• _EXERCISE MATERIAL_
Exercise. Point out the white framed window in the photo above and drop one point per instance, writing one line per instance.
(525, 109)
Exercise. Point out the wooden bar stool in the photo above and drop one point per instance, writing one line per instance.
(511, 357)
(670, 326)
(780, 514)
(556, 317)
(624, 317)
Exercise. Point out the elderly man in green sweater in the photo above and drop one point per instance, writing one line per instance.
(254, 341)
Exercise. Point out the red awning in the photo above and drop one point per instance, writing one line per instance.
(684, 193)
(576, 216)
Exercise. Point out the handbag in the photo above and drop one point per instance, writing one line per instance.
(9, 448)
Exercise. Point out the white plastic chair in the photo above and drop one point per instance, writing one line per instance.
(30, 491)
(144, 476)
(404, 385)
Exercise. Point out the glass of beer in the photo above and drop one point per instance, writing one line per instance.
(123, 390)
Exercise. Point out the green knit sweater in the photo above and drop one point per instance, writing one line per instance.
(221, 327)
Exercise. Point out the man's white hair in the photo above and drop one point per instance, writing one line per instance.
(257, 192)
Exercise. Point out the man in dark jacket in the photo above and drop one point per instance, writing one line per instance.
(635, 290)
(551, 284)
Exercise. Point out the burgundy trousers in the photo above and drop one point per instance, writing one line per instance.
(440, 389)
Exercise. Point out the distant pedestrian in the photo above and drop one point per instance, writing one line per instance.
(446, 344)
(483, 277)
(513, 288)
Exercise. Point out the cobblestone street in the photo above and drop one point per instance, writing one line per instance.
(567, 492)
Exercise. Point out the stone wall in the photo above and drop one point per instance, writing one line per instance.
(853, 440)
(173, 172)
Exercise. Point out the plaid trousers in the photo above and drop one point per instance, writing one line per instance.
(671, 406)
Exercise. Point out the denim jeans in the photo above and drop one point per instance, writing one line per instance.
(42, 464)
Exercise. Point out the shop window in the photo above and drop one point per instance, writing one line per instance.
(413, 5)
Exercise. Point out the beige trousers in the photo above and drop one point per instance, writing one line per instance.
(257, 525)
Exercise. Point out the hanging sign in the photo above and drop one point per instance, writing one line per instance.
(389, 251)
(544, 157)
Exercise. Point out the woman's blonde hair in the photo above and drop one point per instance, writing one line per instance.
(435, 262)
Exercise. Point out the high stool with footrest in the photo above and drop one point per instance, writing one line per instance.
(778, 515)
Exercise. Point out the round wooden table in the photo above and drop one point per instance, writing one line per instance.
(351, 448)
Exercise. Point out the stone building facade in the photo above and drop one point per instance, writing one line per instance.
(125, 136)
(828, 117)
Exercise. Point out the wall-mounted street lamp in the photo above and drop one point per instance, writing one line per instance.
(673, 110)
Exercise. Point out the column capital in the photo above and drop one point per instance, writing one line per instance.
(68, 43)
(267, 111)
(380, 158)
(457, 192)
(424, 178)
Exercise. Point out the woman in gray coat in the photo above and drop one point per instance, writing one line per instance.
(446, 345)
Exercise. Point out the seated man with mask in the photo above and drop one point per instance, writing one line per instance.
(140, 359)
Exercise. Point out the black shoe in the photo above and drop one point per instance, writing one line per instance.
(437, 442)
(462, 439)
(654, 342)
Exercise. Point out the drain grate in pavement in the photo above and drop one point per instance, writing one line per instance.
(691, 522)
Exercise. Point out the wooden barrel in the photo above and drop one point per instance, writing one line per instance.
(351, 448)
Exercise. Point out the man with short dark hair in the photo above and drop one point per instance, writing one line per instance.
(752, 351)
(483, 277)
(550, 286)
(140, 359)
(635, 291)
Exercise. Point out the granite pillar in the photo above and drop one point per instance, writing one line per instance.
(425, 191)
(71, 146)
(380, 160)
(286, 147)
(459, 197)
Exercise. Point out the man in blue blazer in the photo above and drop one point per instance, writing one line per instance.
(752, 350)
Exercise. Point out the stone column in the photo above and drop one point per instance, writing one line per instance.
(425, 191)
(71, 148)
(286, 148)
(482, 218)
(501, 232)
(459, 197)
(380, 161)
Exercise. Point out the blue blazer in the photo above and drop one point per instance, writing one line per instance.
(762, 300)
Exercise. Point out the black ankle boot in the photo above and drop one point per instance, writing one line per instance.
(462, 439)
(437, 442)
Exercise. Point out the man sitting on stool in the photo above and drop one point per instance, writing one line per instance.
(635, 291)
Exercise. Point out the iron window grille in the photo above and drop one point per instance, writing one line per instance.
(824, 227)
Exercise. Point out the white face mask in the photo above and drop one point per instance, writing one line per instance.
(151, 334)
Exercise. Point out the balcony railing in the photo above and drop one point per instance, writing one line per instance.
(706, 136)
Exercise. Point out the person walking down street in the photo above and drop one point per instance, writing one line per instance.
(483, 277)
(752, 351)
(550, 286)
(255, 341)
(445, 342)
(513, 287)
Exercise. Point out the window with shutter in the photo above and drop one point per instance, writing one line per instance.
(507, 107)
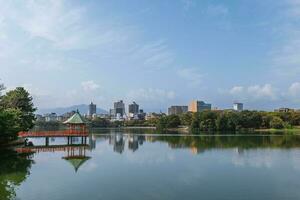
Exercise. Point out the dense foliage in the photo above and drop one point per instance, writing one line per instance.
(231, 121)
(16, 113)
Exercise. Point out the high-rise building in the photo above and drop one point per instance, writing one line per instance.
(176, 110)
(238, 106)
(119, 108)
(133, 108)
(92, 109)
(198, 106)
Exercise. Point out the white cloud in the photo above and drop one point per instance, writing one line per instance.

• _EXERCISE_
Having removed the pictures, write out the records exactly as they stand.

• _SOLUTION BELOW_
Exercise. Point out the white framed window in the photo above and drop one point per instance, writing one line per instance.
(525, 109)
Exercise. Point out the wooden bar stool in the photo above and drop one point per instance, writing one line per instance.
(511, 357)
(670, 326)
(780, 514)
(556, 317)
(624, 317)
Exercise. Point out the elderly man in green sweater in the photo above and drop one point per instance, writing one line per instance.
(254, 341)
Exercise. Point out the red awning in the photo above and drop one point per instance, writing one line per instance.
(684, 193)
(576, 216)
Exercise. Point out the handbag in the photo above and drop one point per instance, writing one line per instance.
(9, 448)
Exercise. Point out the white plastic chair in the photo above and drop one point per instance, writing one line per instance.
(30, 491)
(144, 476)
(404, 385)
Exercise. Point out the glass of beer in the photo above and drop one point per instance, writing one line per instance.
(123, 390)
Exercise. Point out the green knit sweater in the photo above and drop one point per instance, writing one line per instance.
(221, 327)
Exercise. Point out the man's white hair in the photo above and drop one point per instance, writing one line per instance.
(257, 192)
Exercise. Point out the man in dark jacket in the photo above and drop one point per instance, writing one line per instance.
(635, 290)
(551, 284)
Exercise. Point out the burgundy trousers in the photo above and drop one point per instance, writing one line per instance.
(440, 389)
Exercise. Point out the distant pedestrian in the photo above and drop one point per instance, writing one line per instance.
(446, 344)
(483, 277)
(513, 288)
Exercise. Point out the cobblestone street in the photo above and drop one point per instance, writing one line per instance.
(567, 492)
Exercise. Point out the stone wall in the photo above and drop one point per instance, writing one line per instance.
(853, 440)
(173, 172)
Exercise. Point out the plaid trousers in the photo above and drop one point per instance, writing one line per instance.
(671, 406)
Exercise. Point out the denim jeans in the photo above and drop one point per instance, writing one line per instance.
(42, 464)
Exercise. Point out the shop window in the photo above and drop one point per instance, writing one line per instance.
(413, 5)
Exercise. Point out the beige trousers in the photo above and drop one point per instance, writing one line per instance.
(257, 525)
Exercise. Point out the hanging sign in the photo above and drop one point per instance, writing one line per instance.
(389, 251)
(544, 157)
Exercise. Point out the woman's blonde hair in the photo above and drop one point per instance, writing one line per instance.
(435, 262)
Exercise. Point out the high stool with footrest in the photo above and drop one point per instance, writing one line per instance.
(778, 515)
Exercise. Point out the round wooden table in the photo above and drop one point per instance, writing one line per instance.
(351, 448)
Exercise. Point out the stone building facade in the photo above and drop one point per instance, writing one line per instance.
(125, 136)
(828, 117)
Exercise. Point out the wall-mounted street lamp in the photo above and drop one point per instance, writing one line per instance.
(673, 110)
Exercise. Point out the column capital in the photo above and drop one point per instance, writing one line per instance.
(68, 43)
(267, 111)
(380, 158)
(457, 192)
(424, 178)
Exercise. Point out the woman in gray coat in the photo above and drop one point per instance, writing one line per instance.
(446, 345)
Exercise. Point out the seated man with mask in the photo above and drop one point per instance, writing one line per instance.
(140, 359)
Exercise. Point out the black shoe in the photo above and drop one point per instance, writing one line per instance.
(437, 442)
(462, 439)
(654, 342)
Exercise. Point out the drain grate in pavement in the photo above and drop one point per instance, writing one line per instance.
(691, 522)
Exercise. Point out the wooden barrel in the photo above and drop one point per instance, writing one line per instance.
(351, 448)
Exercise. Point out the man with short dark hair in the photo above and drop one point per instance, writing one line per instance.
(752, 351)
(483, 277)
(550, 286)
(140, 359)
(635, 291)
Exercise. Point out the granite pillar in the photo above and drop one point per instance, writing one line per instance.
(425, 191)
(71, 146)
(380, 160)
(286, 147)
(459, 197)
Exercise. Point out the man in blue blazer in the photo above and drop one point per instance, writing one line per instance.
(752, 350)
Exercise. Point out the stone column in the photo above and drop one point per instance, writing one line per instance.
(425, 191)
(71, 148)
(286, 148)
(482, 218)
(501, 232)
(459, 197)
(380, 161)
Exercise. Point out the blue blazer in the photo above and drop one point per instance, writing one line per instance.
(762, 300)
Exercise. Point out the black ankle boot in the photo above and drop one point per instance, writing one line per instance.
(462, 439)
(437, 442)
Exercise. Point out the man sitting on stool in the photo above and drop one point per instance, writing one line per instance.
(635, 291)
Exercise. Point out the iron window grille in the photo above and drop one point per instance, writing one line per instance.
(824, 227)
Exercise. Point out the white face mask in the photo above and drop one point per instance, writing one line per instance.
(151, 334)
Exercise. Point out the balcony railing in the photo above and drop one point per instance, writing one line per instance.
(706, 136)
Exercise. Point out the person walking down street in the photo above and drop one point per instance, writing one line per instance.
(483, 277)
(752, 351)
(550, 286)
(255, 341)
(445, 342)
(513, 287)
Exercise. Point out the window with shutter in the photo above and drop one point per instance, writing one line per instance.
(507, 107)
Exercise. Point out the dense foliage in the photo above and drop one point per instance, writing one line per instance.
(231, 121)
(16, 113)
Exercise. Point out the high-rise building in the photo above and drop one point per instance, writing one line per instance.
(176, 110)
(238, 106)
(119, 108)
(133, 108)
(92, 109)
(198, 106)
Exercise. Point out the white cloud in the photo above and drop one point per instance, writing one line per instance.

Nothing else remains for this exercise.